§ Exercise inputs
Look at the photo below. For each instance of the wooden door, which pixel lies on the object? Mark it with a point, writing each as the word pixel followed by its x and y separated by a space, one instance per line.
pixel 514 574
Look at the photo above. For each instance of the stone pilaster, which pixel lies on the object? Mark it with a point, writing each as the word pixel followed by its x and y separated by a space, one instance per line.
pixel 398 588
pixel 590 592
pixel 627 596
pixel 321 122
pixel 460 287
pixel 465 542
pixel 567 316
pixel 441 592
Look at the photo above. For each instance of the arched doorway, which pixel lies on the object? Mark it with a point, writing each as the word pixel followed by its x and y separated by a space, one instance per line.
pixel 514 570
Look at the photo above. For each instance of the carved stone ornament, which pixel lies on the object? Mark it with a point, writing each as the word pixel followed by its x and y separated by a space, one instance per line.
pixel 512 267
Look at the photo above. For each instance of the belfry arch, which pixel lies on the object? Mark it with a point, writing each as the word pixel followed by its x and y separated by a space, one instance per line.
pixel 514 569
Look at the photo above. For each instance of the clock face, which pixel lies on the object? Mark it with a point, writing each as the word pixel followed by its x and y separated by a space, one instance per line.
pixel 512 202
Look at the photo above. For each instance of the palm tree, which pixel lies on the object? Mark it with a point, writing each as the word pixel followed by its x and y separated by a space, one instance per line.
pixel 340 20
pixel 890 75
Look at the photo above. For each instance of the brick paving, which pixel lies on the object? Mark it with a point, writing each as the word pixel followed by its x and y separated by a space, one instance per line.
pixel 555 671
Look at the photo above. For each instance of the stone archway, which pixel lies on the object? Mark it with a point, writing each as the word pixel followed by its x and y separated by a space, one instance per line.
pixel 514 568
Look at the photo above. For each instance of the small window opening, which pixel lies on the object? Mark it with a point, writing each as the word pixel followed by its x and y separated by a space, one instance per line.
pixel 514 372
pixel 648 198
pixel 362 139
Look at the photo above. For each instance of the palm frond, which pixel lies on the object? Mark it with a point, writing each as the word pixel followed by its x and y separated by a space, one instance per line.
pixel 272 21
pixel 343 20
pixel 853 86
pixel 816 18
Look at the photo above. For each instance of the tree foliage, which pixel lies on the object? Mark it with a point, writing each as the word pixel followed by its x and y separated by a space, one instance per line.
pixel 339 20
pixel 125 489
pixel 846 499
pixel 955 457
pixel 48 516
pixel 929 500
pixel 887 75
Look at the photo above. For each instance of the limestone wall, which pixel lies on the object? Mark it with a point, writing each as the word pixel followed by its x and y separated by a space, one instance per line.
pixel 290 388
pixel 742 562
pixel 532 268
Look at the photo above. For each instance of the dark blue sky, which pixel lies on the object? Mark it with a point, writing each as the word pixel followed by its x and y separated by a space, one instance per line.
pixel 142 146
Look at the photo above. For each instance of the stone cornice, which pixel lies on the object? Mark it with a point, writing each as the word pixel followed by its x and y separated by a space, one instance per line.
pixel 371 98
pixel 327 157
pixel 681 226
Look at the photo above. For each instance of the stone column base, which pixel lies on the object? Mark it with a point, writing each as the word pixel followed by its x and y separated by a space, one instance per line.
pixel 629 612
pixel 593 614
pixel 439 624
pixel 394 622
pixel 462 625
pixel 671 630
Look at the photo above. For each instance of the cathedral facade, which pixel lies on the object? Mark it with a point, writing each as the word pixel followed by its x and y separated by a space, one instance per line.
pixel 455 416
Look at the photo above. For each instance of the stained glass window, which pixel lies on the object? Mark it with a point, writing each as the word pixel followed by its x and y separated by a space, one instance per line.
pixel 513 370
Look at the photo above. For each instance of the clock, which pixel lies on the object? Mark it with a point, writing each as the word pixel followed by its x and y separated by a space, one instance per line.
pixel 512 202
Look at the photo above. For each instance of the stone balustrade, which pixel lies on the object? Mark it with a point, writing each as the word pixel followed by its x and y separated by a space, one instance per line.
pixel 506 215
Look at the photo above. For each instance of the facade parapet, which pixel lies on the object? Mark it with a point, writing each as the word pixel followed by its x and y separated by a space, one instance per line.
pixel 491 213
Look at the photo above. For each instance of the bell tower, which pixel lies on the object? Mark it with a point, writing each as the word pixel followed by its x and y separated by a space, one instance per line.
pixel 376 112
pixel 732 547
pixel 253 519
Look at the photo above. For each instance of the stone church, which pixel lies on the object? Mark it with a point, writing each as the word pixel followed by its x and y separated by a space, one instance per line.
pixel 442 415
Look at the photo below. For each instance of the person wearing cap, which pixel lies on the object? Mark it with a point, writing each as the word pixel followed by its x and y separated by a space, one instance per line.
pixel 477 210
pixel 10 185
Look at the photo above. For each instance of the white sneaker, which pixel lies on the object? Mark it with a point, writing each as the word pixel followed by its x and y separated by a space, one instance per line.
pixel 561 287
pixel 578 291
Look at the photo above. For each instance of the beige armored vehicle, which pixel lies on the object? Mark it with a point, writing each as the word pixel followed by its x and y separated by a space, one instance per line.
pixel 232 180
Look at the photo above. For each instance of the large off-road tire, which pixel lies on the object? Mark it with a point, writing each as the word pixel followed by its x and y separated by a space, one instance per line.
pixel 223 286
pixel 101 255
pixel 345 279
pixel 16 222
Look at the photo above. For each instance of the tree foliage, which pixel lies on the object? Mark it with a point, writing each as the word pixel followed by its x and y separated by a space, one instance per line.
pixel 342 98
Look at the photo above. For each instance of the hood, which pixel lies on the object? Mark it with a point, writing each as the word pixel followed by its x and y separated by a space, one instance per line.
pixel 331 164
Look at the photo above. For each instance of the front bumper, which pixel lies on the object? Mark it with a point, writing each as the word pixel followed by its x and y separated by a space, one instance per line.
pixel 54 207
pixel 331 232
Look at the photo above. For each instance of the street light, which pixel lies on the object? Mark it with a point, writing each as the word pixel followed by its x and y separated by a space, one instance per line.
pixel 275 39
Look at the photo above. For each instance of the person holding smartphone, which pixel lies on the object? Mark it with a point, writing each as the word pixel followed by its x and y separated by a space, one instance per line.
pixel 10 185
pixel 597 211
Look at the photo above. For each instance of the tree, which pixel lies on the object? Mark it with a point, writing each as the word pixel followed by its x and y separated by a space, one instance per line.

§ Written problem
Lay out the lines above as a numbered list with any blank lines left out, beginning at the line that contains "stone archway, which" and stopping after the line that contains "pixel 514 568".

§ The solution
1. Look at the photo above. For each instance of the stone archway, which pixel lies on the object? Mark it with a point, writing each as the word pixel followed by its x and y separated by a space, one instance per line.
2. pixel 514 568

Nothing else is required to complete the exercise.